Everything from the line that contains "Target: goalkeeper glove" through the last line of the listing must be copied exactly, with both of those lines included and no others.

--- Start ---

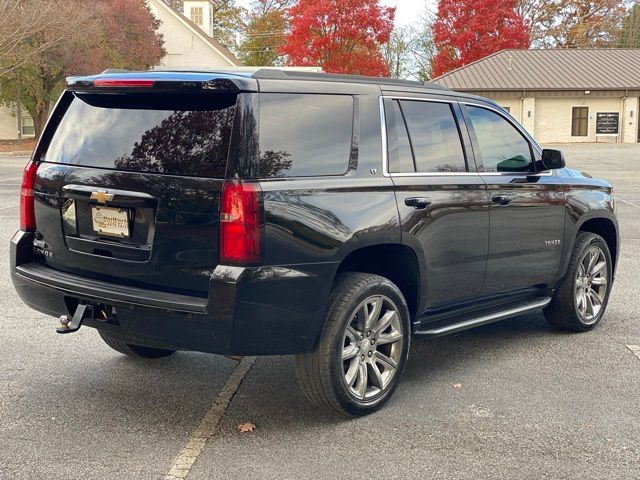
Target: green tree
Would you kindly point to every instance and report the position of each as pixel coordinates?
(629, 36)
(266, 32)
(227, 22)
(100, 35)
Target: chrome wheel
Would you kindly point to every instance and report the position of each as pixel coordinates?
(372, 347)
(591, 284)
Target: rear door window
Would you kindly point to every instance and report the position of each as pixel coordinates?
(434, 136)
(305, 135)
(176, 134)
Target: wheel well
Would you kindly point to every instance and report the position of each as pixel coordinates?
(607, 230)
(398, 263)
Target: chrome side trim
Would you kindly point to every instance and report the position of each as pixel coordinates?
(485, 319)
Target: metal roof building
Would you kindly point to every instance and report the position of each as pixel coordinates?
(561, 95)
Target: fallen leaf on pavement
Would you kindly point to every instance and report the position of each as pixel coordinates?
(246, 427)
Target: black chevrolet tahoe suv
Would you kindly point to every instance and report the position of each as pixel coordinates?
(279, 212)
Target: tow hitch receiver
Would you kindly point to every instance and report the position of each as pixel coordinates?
(73, 325)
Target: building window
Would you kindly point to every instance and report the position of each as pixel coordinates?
(28, 128)
(196, 15)
(580, 122)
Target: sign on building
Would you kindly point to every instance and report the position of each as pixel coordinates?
(607, 123)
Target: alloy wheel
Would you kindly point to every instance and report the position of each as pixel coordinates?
(591, 284)
(372, 347)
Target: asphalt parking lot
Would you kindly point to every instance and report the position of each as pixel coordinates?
(513, 400)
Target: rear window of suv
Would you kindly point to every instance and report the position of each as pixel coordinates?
(178, 134)
(305, 134)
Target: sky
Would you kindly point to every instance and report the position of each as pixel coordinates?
(407, 11)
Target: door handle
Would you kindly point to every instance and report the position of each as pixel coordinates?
(501, 199)
(418, 203)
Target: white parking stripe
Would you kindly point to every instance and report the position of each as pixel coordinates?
(183, 463)
(635, 349)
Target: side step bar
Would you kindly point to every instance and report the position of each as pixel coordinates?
(440, 329)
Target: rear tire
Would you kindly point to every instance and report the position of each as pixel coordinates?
(363, 347)
(582, 297)
(134, 350)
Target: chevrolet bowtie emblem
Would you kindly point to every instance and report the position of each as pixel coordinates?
(101, 196)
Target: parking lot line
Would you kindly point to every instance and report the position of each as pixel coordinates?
(635, 349)
(183, 463)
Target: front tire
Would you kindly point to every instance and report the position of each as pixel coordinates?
(363, 348)
(582, 298)
(134, 350)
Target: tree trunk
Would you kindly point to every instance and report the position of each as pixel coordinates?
(40, 119)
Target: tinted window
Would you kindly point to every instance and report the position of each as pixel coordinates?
(305, 135)
(400, 155)
(177, 134)
(502, 147)
(434, 136)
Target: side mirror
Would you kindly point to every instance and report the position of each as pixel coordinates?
(552, 159)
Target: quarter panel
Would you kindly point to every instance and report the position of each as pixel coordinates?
(323, 219)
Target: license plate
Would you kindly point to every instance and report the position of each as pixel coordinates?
(110, 222)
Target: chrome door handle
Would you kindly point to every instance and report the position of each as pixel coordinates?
(501, 199)
(418, 203)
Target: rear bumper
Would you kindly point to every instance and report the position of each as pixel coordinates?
(248, 311)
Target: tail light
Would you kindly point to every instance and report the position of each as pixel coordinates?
(240, 234)
(27, 209)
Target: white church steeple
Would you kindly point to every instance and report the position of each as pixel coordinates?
(200, 12)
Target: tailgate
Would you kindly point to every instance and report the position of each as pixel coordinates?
(130, 186)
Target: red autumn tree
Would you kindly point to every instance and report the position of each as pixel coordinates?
(341, 36)
(467, 30)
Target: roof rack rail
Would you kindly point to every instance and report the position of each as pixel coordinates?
(275, 74)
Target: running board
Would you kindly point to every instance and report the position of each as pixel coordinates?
(440, 329)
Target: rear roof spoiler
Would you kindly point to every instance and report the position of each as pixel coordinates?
(163, 81)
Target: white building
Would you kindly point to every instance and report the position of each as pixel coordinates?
(562, 95)
(188, 43)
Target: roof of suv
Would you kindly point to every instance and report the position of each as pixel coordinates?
(261, 73)
(246, 78)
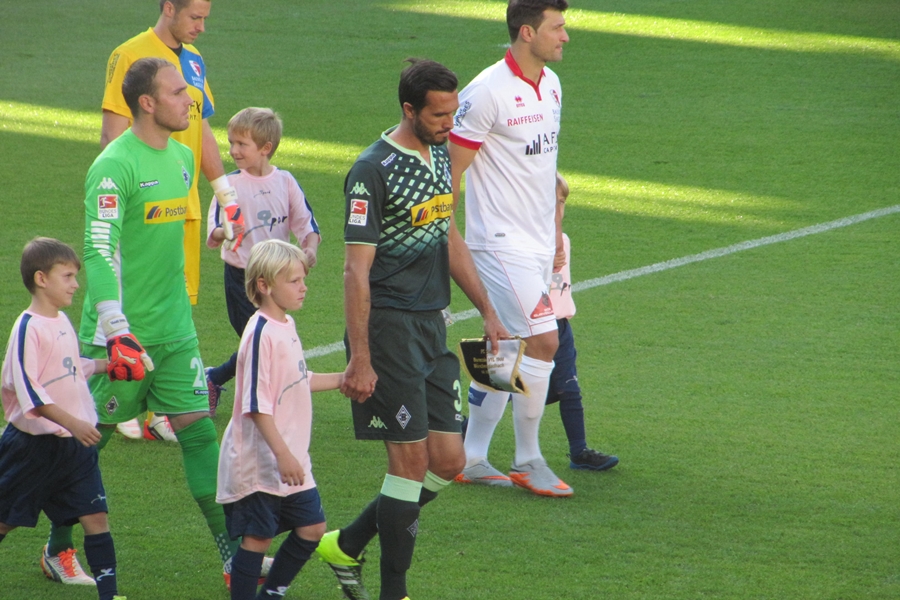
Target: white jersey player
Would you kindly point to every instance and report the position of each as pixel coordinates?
(506, 138)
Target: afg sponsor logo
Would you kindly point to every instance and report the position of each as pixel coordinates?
(359, 212)
(166, 211)
(108, 207)
(439, 207)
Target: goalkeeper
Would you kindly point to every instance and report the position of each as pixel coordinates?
(137, 309)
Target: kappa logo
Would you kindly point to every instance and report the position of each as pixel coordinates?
(360, 189)
(359, 212)
(403, 417)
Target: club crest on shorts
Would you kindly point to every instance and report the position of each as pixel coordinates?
(544, 307)
(403, 417)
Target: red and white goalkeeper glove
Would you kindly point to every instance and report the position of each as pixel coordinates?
(226, 196)
(128, 361)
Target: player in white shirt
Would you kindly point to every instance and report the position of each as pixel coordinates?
(506, 138)
(265, 475)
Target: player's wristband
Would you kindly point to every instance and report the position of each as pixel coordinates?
(112, 321)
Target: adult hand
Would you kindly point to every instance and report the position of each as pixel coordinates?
(359, 380)
(494, 331)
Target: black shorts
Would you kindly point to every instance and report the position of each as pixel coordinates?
(265, 516)
(240, 309)
(57, 475)
(564, 378)
(418, 387)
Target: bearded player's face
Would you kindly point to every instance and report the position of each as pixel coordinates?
(171, 102)
(189, 22)
(433, 123)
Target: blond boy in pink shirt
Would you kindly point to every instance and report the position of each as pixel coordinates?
(265, 476)
(48, 452)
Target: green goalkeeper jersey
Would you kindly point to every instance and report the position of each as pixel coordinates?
(136, 200)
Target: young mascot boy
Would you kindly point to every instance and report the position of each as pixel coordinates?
(265, 474)
(272, 205)
(48, 454)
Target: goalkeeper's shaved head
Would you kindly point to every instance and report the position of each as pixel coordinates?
(140, 79)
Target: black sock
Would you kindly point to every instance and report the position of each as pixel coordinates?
(572, 413)
(356, 536)
(398, 524)
(101, 557)
(245, 569)
(289, 559)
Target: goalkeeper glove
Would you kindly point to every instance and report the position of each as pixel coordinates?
(127, 358)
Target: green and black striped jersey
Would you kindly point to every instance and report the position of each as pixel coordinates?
(401, 204)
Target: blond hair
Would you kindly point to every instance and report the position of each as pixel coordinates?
(267, 259)
(261, 124)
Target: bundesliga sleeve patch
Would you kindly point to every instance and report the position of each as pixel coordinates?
(359, 212)
(108, 207)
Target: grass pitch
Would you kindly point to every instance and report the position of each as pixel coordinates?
(751, 398)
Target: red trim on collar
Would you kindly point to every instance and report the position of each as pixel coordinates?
(517, 71)
(461, 141)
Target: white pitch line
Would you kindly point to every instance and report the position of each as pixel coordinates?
(678, 262)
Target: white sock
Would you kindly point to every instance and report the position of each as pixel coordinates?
(528, 410)
(483, 420)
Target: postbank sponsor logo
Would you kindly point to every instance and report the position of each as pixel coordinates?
(439, 207)
(165, 211)
(108, 207)
(359, 211)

--- End ---

◆ **Solved exercise**
Target: goalkeeper glove
Would you kindly point to every instance and report the position of each as pixel coordinates?
(127, 358)
Target: green and black striped jersey
Would you kindly point to every instance and report the position of each as pixel coordinates?
(401, 204)
Target: blond hair
Would you kindly point to every instance and report the position of each as pixel coordinates?
(267, 259)
(261, 124)
Target: bundesliga sleeve patch
Would you kindly point to every instance and report the position of each as pixel coordinates?
(359, 212)
(108, 207)
Target: grass pitch
Would you kindly point to every instance and report the position of each as pixel coordinates?
(751, 398)
Target: red trim on collar
Would you kindly point to every instance and report the position of each as pixel coordinates?
(517, 71)
(461, 141)
Target: white pitch line
Would you kindly point to every instance and report the position of each as pixel coordinates?
(678, 262)
Target: white sock
Would you kindly point to every instance and report the position of each as pixel coordinates?
(528, 410)
(483, 420)
Target: postbank sponsor logo
Would you kindly point to every instance and report the position of each as pixel coordinates?
(439, 207)
(165, 211)
(108, 207)
(359, 211)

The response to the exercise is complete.